:: DOCUMENT EXTRACT ::

EVALUATING DIAGENESIS IN EOCENE TROPICAL PLANKTONIC FORAMINIFERA

Mismatch between latitudinal temperature gradients produced by models and those observed in stable isotope reconstructions of ancient greenhouse climates from the Cretaceous and early Paleogene has been the subject of great debate. This discrepancy results from tropical sea surface temperature reconstructions that underestimate temperatures predicted by models. Debate about the cool tropics paradox has centered on the validity of oxygen isotope-based paleotemperatures in the tropics, where vertical temperature gradients in the ocean are at their greatest and where the potential for early diagenetic recrystallization on the sea floor is consequently at its highest. Because the degree of alteration in foraminiferal calcite has remained difficult to quantify, this limitation has hindered our ability to progress this debate.

:::

■ TASKS TO PERFORM:
1 > Translate this sentence from the passage on diagenesis in Eocene tropical planktonic foraminifera into Spanish: "This discrepancy results from tropical sea surface temperature reconstructions that underestimate temperatures predicted by models."
2 > Extend the passage on diagenesis in Eocene tropical planktonic foraminifera with the paragraph that would come next.

:: ENTRIES PROVIDED ::

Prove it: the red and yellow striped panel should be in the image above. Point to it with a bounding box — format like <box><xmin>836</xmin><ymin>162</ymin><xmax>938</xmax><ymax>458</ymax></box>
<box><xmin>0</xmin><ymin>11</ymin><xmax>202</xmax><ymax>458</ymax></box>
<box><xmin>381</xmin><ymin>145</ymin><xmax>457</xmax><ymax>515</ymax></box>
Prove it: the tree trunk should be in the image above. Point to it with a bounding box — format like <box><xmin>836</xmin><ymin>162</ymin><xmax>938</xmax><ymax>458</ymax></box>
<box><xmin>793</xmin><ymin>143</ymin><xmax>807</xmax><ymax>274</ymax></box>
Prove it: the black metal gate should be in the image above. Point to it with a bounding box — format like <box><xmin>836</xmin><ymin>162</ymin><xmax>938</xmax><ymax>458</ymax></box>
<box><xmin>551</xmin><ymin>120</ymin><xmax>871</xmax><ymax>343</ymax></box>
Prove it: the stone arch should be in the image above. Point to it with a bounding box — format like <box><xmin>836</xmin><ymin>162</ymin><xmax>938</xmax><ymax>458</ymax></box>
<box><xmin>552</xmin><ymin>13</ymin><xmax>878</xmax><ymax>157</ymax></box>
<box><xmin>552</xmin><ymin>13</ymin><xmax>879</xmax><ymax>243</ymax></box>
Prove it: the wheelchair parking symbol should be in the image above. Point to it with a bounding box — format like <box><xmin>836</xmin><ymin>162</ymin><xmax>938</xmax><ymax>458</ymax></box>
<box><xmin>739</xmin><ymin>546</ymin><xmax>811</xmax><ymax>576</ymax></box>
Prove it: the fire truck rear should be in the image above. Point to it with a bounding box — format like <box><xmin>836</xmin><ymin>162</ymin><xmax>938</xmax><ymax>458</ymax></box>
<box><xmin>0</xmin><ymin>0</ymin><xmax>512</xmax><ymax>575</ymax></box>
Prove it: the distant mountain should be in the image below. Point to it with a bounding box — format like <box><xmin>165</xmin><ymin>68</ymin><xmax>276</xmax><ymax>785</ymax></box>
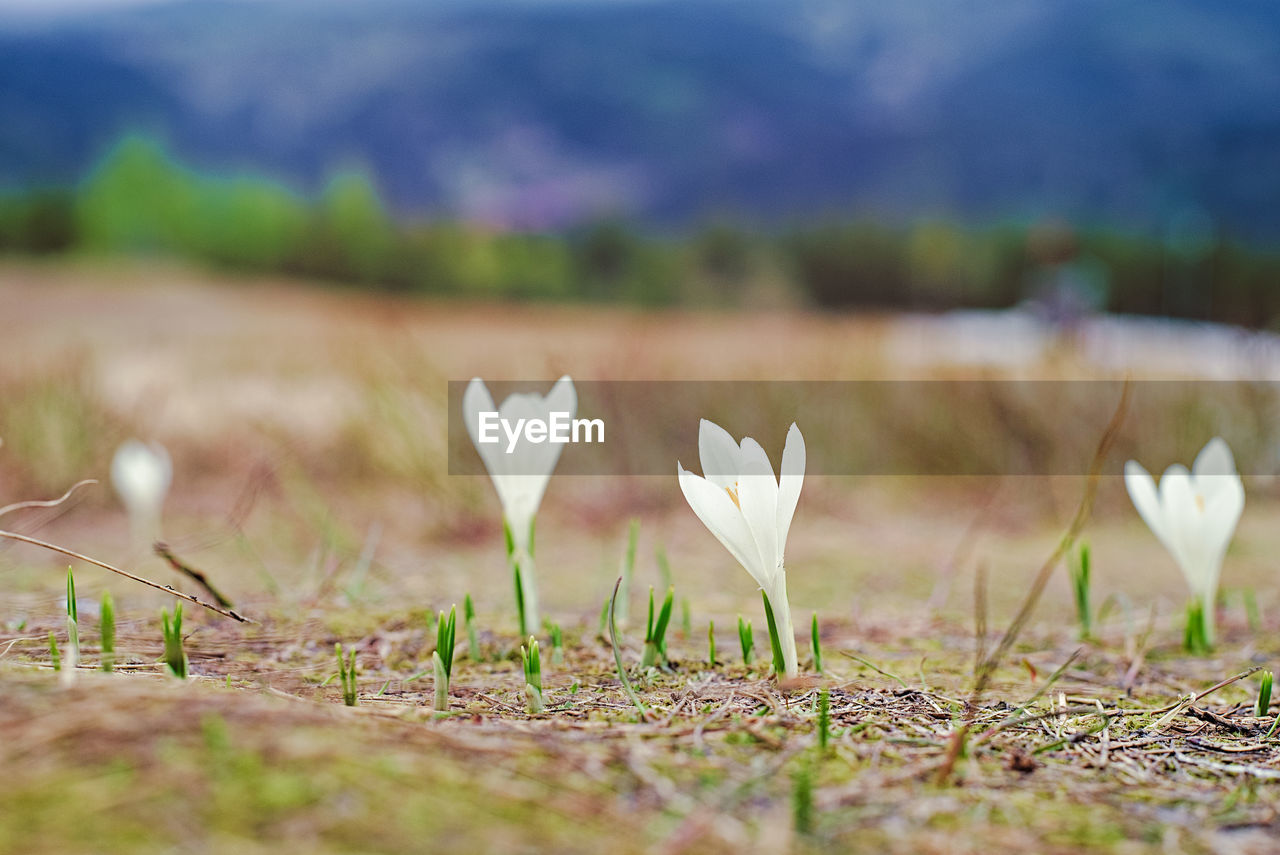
<box><xmin>0</xmin><ymin>0</ymin><xmax>1280</xmax><ymax>236</ymax></box>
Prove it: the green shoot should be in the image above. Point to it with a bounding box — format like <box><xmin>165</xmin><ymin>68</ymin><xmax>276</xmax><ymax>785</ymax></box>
<box><xmin>333</xmin><ymin>644</ymin><xmax>357</xmax><ymax>707</ymax></box>
<box><xmin>640</xmin><ymin>586</ymin><xmax>676</xmax><ymax>668</ymax></box>
<box><xmin>431</xmin><ymin>604</ymin><xmax>458</xmax><ymax>712</ymax></box>
<box><xmin>653</xmin><ymin>545</ymin><xmax>675</xmax><ymax>587</ymax></box>
<box><xmin>160</xmin><ymin>603</ymin><xmax>187</xmax><ymax>680</ymax></box>
<box><xmin>550</xmin><ymin>623</ymin><xmax>564</xmax><ymax>666</ymax></box>
<box><xmin>818</xmin><ymin>689</ymin><xmax>831</xmax><ymax>753</ymax></box>
<box><xmin>511</xmin><ymin>562</ymin><xmax>529</xmax><ymax>635</ymax></box>
<box><xmin>99</xmin><ymin>591</ymin><xmax>115</xmax><ymax>671</ymax></box>
<box><xmin>737</xmin><ymin>614</ymin><xmax>755</xmax><ymax>666</ymax></box>
<box><xmin>462</xmin><ymin>594</ymin><xmax>481</xmax><ymax>662</ymax></box>
<box><xmin>1183</xmin><ymin>599</ymin><xmax>1213</xmax><ymax>654</ymax></box>
<box><xmin>67</xmin><ymin>567</ymin><xmax>79</xmax><ymax>671</ymax></box>
<box><xmin>809</xmin><ymin>612</ymin><xmax>822</xmax><ymax>673</ymax></box>
<box><xmin>1244</xmin><ymin>587</ymin><xmax>1262</xmax><ymax>635</ymax></box>
<box><xmin>609</xmin><ymin>576</ymin><xmax>649</xmax><ymax>719</ymax></box>
<box><xmin>760</xmin><ymin>591</ymin><xmax>786</xmax><ymax>676</ymax></box>
<box><xmin>791</xmin><ymin>760</ymin><xmax>813</xmax><ymax>835</ymax></box>
<box><xmin>1068</xmin><ymin>543</ymin><xmax>1093</xmax><ymax>639</ymax></box>
<box><xmin>520</xmin><ymin>636</ymin><xmax>547</xmax><ymax>715</ymax></box>
<box><xmin>613</xmin><ymin>517</ymin><xmax>640</xmax><ymax>623</ymax></box>
<box><xmin>600</xmin><ymin>596</ymin><xmax>609</xmax><ymax>639</ymax></box>
<box><xmin>67</xmin><ymin>567</ymin><xmax>79</xmax><ymax>622</ymax></box>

:::

■ ANSWERS TO THE TASKS:
1 > Esta discrepancia se debe a reconstrucciones de la temperatura superficial del mar en los trópicos que subestiman las temperaturas predichas por los modelos.

2 >
We are exploring several methods to better characterize and evaluate the nature and extent of carbonate diagenesis in planktonic foraminifera. We are using several techniques to assess geochemical and textural preservation at the micro- to nano-scale level, including: ion probe mapping, laser ablation elemental analysis across the thickness of chamber walls, SEM, and AFM imaging. This study seeks to compare the geochemical and textural features of Eocene tropical planktonic foraminifera recovered from deep-sea cores with glassy specimens recovered from neritic, clay-rich environments. Specifically, we will test the hypothesis that the presence of recrystallized rims of calcite on deep-sea planktonic foraminifera is responsible for “cool” temperature signals in the tropics during ancient greenhouse climate episodes.